Prompt:
From the entries below, pull out every line from the one containing "segment the sponsor logo on shirt" through the one containing "[[[168,69],[171,70],[176,70],[182,68],[181,59],[165,59]]]", both included, and reproduce them character for character.

Dataset records:
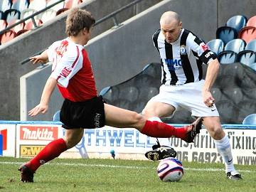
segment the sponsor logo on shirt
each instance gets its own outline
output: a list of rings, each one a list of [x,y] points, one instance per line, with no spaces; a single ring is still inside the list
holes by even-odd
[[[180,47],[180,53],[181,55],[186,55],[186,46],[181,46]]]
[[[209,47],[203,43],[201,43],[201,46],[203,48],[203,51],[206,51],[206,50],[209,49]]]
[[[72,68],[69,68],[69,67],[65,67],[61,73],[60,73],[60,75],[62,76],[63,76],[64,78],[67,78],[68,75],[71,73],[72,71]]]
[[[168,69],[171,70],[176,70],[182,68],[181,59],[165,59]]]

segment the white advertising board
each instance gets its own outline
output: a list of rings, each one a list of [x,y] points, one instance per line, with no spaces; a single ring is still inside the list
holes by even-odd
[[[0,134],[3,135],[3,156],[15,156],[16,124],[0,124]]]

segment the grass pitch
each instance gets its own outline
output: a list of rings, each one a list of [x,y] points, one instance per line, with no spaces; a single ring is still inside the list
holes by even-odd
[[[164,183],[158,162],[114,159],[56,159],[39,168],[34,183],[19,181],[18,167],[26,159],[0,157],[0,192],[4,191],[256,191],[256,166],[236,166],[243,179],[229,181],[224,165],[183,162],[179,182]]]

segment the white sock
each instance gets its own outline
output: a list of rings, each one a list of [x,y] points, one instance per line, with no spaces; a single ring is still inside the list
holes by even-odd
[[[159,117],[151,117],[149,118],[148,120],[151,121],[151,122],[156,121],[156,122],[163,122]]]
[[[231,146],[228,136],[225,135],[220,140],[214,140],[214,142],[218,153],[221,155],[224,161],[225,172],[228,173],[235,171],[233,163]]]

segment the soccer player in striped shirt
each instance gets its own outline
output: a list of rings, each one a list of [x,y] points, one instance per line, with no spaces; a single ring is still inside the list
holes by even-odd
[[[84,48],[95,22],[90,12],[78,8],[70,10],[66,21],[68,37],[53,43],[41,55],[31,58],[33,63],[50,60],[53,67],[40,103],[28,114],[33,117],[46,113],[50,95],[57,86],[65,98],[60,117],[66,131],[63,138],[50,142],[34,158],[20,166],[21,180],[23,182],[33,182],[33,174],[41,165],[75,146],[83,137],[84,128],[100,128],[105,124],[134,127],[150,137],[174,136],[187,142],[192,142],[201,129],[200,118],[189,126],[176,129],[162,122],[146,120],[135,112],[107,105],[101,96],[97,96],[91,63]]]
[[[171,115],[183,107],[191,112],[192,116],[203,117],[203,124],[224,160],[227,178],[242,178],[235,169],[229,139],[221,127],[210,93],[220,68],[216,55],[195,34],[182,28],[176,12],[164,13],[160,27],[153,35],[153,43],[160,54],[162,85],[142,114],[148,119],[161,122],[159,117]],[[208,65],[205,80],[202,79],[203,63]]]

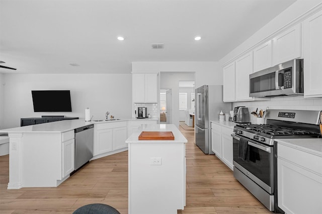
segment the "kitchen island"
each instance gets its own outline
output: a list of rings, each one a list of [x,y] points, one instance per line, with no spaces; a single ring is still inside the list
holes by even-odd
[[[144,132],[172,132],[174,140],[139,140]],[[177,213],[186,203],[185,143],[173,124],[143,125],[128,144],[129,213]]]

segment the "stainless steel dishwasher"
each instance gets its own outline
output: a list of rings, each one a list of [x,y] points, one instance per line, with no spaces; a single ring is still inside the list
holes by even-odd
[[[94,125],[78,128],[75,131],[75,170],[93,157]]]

---

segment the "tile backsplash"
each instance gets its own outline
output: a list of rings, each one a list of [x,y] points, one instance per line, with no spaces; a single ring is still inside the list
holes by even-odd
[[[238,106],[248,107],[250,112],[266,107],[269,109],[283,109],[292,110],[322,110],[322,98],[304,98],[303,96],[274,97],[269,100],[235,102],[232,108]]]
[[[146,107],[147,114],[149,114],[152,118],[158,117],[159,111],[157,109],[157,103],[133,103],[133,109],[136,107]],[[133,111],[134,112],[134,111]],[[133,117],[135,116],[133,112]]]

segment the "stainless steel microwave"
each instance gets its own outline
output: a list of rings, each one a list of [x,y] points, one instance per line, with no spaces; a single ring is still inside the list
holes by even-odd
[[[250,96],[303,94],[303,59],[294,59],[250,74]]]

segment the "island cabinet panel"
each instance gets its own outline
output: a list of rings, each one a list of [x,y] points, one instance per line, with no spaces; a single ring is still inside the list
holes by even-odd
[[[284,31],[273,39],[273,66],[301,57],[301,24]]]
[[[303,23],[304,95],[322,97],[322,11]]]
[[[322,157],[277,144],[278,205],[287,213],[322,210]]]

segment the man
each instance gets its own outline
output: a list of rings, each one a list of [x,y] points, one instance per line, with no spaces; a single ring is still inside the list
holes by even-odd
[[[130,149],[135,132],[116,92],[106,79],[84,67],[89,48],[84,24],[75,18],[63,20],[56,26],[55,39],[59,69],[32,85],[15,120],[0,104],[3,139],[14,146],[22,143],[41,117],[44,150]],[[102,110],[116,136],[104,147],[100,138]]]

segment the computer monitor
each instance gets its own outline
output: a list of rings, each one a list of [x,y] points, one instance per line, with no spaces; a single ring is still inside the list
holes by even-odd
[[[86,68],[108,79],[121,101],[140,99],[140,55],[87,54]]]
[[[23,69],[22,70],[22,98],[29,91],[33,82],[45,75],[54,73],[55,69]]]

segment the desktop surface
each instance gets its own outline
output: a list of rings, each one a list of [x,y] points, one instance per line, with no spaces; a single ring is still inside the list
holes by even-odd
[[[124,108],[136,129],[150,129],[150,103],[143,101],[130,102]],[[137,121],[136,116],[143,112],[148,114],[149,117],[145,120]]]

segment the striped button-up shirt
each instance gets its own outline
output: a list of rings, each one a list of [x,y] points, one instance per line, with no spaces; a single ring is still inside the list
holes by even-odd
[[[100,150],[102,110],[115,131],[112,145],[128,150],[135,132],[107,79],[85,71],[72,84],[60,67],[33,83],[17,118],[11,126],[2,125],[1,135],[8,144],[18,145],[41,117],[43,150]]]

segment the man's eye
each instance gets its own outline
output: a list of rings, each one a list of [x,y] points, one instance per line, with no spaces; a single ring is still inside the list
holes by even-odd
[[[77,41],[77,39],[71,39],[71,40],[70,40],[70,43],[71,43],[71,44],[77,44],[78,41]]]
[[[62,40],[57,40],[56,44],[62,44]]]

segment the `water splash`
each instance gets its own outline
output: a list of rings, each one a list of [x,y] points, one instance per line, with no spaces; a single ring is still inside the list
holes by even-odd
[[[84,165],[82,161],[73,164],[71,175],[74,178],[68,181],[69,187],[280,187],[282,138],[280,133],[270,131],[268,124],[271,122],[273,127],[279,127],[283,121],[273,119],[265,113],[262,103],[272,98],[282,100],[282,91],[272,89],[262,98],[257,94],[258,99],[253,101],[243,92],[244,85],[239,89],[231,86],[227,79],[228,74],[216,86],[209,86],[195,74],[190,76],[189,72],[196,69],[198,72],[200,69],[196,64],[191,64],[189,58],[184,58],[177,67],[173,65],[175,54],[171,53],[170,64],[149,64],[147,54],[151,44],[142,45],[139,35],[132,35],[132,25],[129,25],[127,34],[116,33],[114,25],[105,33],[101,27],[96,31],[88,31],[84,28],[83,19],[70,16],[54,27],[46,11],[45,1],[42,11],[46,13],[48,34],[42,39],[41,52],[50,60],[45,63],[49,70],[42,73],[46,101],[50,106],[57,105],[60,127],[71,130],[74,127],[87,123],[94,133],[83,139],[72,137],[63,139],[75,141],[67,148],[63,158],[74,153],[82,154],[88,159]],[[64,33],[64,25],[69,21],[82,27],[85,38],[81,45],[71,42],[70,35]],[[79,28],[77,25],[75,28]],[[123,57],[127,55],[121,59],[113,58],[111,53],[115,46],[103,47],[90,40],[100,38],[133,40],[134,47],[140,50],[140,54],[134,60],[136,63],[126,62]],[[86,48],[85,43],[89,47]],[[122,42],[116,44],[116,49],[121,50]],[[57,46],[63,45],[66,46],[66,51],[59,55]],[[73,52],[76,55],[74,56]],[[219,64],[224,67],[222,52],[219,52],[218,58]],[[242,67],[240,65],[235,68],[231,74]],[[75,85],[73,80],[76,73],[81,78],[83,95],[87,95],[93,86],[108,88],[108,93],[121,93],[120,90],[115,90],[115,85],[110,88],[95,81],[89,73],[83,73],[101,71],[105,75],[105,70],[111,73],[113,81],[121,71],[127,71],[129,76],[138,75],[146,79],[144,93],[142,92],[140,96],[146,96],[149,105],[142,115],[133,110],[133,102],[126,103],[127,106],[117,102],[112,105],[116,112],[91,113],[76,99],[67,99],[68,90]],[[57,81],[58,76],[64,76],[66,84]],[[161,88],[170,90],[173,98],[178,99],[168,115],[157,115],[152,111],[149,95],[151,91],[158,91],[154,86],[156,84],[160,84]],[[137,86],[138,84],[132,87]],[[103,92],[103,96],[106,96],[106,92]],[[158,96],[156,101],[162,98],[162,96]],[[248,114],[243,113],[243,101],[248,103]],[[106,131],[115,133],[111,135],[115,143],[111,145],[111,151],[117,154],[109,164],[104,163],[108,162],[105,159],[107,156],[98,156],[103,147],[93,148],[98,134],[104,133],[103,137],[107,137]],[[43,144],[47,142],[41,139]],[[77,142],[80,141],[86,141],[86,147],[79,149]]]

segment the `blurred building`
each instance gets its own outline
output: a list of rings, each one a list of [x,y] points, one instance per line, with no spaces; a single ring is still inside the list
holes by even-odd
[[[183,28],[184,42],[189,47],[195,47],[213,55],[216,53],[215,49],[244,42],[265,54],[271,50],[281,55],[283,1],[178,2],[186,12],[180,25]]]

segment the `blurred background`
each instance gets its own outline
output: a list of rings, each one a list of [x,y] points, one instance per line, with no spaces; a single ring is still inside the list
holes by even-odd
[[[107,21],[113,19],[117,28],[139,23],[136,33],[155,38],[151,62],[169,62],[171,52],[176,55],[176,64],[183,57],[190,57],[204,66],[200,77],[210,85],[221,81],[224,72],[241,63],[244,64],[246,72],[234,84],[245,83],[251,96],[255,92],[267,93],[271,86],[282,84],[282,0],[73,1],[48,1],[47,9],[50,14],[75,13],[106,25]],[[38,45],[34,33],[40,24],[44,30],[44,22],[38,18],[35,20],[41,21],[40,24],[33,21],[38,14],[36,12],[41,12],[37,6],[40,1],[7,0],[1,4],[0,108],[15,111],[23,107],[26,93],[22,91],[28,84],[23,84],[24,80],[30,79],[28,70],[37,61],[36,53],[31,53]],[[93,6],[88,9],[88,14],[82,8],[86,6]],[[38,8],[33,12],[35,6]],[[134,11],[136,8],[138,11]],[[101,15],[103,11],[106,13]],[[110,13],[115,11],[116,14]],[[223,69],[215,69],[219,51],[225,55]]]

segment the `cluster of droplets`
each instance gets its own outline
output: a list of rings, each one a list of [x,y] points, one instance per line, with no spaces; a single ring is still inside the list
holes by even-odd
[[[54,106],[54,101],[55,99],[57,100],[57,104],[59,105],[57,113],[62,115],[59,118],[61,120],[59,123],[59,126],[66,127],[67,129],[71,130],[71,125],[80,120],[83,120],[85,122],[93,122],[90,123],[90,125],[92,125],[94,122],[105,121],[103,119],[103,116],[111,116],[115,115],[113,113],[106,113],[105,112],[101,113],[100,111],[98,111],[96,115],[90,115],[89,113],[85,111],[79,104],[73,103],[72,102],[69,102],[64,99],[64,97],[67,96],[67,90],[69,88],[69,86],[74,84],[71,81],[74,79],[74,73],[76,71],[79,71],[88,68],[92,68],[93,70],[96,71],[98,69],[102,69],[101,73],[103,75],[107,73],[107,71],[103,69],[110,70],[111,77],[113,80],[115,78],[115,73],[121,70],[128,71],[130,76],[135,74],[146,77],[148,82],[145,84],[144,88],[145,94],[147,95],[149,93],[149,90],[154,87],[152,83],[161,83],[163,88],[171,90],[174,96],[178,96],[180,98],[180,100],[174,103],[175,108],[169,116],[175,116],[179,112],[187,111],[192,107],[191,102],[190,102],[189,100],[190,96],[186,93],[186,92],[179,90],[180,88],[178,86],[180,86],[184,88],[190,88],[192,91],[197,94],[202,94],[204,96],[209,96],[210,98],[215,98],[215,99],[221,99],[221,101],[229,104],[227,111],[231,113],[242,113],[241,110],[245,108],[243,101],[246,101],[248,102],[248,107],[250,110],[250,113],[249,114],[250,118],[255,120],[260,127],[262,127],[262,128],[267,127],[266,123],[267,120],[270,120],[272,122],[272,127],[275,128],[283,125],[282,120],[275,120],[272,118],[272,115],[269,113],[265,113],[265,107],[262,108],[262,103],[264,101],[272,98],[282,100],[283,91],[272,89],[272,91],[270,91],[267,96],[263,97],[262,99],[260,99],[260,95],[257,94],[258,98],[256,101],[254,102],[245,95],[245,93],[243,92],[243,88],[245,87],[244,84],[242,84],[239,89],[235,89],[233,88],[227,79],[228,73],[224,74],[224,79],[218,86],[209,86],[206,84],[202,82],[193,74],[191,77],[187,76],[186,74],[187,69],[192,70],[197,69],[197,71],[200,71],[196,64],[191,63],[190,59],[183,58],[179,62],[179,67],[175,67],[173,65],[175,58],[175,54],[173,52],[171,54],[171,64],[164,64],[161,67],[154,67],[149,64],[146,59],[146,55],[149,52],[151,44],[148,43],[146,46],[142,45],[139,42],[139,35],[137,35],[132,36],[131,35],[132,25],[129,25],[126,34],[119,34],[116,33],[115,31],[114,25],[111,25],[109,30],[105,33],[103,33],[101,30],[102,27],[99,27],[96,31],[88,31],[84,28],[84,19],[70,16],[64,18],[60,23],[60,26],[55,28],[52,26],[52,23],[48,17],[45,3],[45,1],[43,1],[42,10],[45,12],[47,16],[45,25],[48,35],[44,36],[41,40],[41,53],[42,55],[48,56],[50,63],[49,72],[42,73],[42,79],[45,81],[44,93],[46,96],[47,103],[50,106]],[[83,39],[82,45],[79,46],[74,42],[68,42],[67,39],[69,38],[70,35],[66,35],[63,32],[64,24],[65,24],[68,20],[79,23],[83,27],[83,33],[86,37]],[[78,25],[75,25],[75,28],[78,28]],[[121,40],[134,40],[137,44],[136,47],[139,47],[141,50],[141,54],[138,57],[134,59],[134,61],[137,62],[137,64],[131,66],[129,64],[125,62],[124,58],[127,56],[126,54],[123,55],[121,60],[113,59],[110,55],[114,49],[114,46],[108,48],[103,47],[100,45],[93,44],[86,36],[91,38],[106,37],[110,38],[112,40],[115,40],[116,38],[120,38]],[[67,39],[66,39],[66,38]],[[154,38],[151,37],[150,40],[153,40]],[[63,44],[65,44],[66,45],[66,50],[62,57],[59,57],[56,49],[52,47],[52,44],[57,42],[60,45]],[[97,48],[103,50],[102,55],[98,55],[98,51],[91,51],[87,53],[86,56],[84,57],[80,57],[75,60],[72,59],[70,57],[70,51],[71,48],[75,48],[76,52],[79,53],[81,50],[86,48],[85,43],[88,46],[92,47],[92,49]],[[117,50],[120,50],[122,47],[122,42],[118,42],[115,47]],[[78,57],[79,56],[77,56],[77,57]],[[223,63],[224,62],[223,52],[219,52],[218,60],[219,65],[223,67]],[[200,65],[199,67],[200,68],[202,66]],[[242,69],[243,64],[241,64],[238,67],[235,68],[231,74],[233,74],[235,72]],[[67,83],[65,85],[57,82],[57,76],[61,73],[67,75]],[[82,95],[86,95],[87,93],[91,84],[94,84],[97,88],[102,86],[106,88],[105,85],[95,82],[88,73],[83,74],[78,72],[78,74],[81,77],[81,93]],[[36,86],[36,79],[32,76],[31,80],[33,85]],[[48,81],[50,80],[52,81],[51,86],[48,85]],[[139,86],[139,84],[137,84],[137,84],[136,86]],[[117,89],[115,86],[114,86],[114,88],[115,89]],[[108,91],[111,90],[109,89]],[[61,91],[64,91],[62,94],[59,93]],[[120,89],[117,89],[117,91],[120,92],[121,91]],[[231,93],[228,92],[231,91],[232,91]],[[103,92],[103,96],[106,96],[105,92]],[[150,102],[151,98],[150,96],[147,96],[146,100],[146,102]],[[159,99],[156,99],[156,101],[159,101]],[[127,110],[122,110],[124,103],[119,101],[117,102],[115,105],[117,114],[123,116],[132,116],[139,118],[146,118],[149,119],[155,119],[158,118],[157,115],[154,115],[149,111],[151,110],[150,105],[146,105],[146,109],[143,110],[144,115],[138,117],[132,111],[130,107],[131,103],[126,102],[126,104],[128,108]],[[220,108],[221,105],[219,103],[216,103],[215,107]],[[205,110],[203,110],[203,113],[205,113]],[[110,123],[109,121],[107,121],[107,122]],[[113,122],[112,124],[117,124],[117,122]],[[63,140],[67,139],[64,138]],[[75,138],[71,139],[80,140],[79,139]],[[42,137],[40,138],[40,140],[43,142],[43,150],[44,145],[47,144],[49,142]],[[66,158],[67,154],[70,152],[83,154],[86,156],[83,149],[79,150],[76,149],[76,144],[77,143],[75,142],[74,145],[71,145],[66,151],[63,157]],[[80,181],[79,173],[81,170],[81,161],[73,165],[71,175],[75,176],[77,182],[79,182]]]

==

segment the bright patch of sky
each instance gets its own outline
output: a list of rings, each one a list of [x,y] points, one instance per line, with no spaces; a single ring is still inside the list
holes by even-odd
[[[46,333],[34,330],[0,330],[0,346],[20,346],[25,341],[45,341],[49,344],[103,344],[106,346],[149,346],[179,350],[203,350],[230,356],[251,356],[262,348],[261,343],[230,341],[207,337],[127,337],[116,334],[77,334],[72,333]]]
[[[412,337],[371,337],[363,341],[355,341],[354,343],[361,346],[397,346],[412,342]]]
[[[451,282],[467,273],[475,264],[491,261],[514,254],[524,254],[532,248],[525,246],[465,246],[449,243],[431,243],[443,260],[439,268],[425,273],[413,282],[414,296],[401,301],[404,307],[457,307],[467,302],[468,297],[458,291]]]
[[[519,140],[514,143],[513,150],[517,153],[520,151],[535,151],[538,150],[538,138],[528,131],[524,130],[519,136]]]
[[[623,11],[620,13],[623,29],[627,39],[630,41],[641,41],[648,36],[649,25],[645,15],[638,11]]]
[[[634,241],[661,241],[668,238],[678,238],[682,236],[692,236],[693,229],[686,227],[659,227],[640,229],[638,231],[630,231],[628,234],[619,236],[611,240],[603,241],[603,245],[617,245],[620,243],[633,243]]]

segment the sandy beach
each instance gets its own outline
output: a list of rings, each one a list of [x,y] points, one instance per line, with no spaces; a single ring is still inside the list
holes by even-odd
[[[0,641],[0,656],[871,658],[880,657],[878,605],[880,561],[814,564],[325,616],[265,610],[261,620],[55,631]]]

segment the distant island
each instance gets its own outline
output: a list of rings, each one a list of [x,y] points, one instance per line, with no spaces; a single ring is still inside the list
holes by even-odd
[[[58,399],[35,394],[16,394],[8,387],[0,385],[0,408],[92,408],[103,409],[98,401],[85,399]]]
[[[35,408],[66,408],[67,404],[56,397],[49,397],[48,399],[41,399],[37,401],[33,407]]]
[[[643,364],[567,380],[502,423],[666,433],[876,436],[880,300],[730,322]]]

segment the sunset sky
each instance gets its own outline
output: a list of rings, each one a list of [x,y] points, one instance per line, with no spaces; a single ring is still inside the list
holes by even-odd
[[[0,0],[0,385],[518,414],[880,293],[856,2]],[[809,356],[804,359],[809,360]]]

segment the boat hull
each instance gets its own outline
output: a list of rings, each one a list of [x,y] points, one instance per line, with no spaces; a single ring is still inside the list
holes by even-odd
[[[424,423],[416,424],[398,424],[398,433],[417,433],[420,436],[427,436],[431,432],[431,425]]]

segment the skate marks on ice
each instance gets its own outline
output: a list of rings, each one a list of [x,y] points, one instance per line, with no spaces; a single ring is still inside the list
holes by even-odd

Written answer:
segment the sponsor logo on shirt
each instance gets its own outline
output: a list of rings, each one a list of [x,y] points, one instance per line, with no spaces; a single ring is still inside the list
holes by even-odd
[[[180,47],[180,53],[181,55],[186,55],[186,46],[181,46]]]
[[[209,47],[203,43],[201,43],[201,46],[203,48],[203,51],[206,51],[206,50],[209,49]]]
[[[72,68],[69,68],[69,67],[65,67],[61,73],[60,73],[60,75],[62,76],[63,76],[64,78],[67,78],[68,75],[71,73],[72,71]]]
[[[168,69],[171,70],[176,70],[182,68],[181,59],[165,59]]]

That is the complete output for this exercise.